┌──
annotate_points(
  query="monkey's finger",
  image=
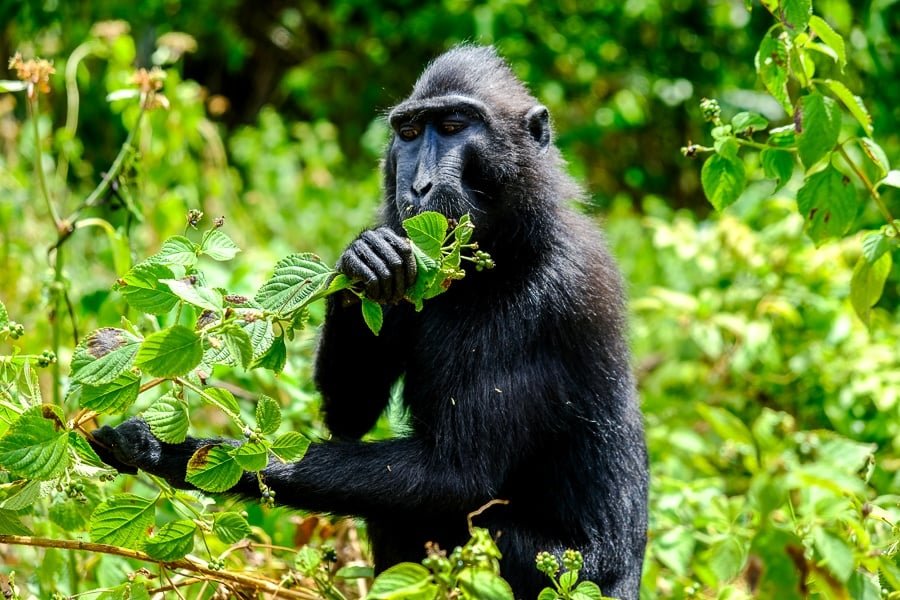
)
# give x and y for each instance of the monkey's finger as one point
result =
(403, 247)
└──
┌──
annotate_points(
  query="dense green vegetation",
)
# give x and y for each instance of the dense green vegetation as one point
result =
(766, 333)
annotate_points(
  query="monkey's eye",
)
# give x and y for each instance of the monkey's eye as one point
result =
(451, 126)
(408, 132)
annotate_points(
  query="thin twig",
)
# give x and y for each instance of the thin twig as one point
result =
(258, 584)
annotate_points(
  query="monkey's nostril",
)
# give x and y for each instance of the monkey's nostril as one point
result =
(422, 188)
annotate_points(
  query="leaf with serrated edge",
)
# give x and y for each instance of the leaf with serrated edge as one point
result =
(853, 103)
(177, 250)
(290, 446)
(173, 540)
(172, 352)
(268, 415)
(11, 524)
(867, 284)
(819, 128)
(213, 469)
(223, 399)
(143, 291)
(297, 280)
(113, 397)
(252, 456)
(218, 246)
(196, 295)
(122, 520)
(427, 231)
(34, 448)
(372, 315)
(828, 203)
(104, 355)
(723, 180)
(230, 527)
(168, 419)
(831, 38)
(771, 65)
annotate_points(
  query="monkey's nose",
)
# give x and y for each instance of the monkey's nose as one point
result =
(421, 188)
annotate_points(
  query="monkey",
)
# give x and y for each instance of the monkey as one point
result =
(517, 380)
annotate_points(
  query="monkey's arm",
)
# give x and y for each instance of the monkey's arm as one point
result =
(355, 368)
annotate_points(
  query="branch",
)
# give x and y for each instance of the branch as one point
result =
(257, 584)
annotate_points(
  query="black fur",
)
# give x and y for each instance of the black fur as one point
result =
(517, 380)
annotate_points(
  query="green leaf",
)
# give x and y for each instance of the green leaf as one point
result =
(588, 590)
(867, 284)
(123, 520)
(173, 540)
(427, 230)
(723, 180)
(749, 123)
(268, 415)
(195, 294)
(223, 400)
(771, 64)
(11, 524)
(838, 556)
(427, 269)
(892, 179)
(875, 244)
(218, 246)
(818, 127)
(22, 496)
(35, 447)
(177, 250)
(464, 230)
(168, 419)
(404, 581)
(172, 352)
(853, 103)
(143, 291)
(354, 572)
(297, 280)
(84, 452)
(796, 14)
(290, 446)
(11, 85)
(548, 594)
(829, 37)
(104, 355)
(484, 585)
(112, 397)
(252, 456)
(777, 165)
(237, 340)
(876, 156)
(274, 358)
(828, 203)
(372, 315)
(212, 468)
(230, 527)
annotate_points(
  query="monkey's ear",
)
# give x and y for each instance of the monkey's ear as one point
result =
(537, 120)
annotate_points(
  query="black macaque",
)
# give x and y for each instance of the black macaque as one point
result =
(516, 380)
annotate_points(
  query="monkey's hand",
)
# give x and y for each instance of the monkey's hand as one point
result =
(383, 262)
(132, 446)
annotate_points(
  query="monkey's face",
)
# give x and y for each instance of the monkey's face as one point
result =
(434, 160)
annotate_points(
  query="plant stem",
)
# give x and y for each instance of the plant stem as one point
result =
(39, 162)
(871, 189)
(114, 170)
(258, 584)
└──
THE REQUEST: Show each line above that contains the word "dense", copying it in full.

SOLVED EXERCISE:
  query="dense green vegetation",
# give x and y for each instance of the dense green vegetation as one point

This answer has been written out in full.